September, 2022 – The Netherlands – Certa Advocaten
Upon the discovery of drugs and/or other prohibited substances or goods used to manufacture the drugs, mayors may close a business premises. As a property owner, you are faced with a closed building that no one is allowed to enter. The space cannot be rented or sold. As an owner, you suffer damage as a result. The conspicuous trend with business premises is to close it indefinitely. This creates uncertainty: when can the premises be reopened and used? Disaster scenarios take place in which business premises are closed for years. In this article you will read about the Dutch closure order, what the options are for reopening, how the opportunity arises to terminate the lease and what you can do as an owner to get your damage compensated. Finally, you’ll read our conclusion and implications for practice in the Netherlands.
When selling, supplying, dispensing or having a commercial stock of drugs, the mayor may close the business premises. This is a power based on the Damocles Act. The mayor uses this power by means of a closure order. This prohibits entry into and use of the premises.
—————
EXERCISES:
(A) List every activity involving drugs that, according to the article on closing business premises in the Netherlands, allows the mayor to close a business premises.
(B) Rewrite the part of the article on closing business premises in the Netherlands starting at "When selling, supplying, dispensing" and ending at "of the premises.", with "closure order" changed to "closing order".
(C) Write the next part of the article on closing business premises in the Netherlands, picking up after its final sentence.
—————
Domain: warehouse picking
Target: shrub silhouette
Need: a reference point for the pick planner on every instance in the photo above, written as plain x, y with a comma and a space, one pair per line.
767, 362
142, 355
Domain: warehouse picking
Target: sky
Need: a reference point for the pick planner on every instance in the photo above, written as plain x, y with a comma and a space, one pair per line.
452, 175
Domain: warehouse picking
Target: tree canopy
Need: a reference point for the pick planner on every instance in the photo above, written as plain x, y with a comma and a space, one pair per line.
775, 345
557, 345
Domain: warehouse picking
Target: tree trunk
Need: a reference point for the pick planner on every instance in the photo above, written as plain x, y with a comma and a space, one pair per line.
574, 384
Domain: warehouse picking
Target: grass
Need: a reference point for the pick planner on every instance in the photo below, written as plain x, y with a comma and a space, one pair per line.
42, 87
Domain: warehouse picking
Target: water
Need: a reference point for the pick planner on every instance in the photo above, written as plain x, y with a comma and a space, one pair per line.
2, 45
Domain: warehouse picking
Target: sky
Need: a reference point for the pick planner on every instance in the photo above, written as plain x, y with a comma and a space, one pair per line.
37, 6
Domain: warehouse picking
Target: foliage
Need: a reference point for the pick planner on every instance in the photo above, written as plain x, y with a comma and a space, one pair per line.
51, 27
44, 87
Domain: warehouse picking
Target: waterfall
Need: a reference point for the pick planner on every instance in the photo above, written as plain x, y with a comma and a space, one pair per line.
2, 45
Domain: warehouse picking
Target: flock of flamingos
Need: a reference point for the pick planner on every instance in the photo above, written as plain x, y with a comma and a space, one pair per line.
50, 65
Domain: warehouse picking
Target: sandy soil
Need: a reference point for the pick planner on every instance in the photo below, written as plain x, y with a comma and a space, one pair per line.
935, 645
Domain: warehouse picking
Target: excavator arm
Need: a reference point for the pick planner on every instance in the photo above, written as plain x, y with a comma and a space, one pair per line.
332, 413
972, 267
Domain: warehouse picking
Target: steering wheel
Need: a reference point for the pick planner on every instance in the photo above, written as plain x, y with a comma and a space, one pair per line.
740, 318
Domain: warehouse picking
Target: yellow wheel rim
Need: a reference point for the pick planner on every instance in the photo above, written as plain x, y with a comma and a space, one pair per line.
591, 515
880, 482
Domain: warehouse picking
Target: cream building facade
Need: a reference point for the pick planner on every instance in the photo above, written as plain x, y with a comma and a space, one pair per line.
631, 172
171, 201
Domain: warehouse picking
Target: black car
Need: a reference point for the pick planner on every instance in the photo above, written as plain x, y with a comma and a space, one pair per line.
—————
TASK-BY-TASK RESULTS:
(A) Selling drugs, supplying drugs, dispensing drugs, and having a commercial stock of drugs.

(B)
When selling, supplying, dispensing or having a commercial stock of drugs, the mayor may close the business premises. This is a power based on the Damocles Act. The mayor uses this power by means of a closing order. This prohibits entry into and use of the premises.

(C)
The purpose of the closure is to restore public order. This requires a period of calm. The purpose of closure is to reduce the risk of repetition. It also sends a signal to the outside world that no more activities can take place in the building that threaten public order. For example, a building can no longer be used for or a target of criminal purposes or actions.
When closing, the mayor must assess whether the consequences of a closure are “proportionate.” In other words, whether the closure is proportionate to its purpose. In case law, we see a trend that the administrative courts check more strictly whether the closure is proportionate. The mayor must provide “sound reasons” and take into account (the concurrence of) all circumstances. It is not enough for the mayor to simply refer to his policy. In practice, this may mean that the mayor has to suffice with a warning or a shorter closure period.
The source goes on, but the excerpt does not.